### What is needed
Give the number of lines in the data below that contain "vertex", and only that number.

Saved entries

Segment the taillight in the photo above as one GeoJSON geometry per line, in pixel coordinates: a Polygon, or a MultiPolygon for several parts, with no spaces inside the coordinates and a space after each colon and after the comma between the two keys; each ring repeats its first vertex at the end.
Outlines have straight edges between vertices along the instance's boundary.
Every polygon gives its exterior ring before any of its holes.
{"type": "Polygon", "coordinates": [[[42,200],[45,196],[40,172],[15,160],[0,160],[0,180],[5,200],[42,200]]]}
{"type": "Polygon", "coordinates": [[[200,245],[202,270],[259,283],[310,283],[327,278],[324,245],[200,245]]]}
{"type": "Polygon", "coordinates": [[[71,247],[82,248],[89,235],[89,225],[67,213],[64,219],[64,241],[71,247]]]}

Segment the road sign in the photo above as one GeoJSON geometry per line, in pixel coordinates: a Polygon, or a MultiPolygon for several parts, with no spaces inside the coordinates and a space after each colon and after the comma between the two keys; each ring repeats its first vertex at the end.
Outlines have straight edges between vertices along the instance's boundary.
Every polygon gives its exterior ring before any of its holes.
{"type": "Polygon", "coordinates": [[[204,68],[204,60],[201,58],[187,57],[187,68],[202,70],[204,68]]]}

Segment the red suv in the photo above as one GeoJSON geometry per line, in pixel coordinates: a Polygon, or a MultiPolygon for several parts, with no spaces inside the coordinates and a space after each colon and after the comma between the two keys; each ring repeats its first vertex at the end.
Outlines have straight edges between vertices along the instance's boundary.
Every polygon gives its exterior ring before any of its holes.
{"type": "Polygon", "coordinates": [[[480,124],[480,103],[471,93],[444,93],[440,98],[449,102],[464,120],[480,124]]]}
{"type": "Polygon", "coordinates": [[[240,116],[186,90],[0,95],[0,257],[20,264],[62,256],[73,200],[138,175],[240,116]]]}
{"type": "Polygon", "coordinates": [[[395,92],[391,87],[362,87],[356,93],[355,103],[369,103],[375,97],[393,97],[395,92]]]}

### Answer to the exercise
3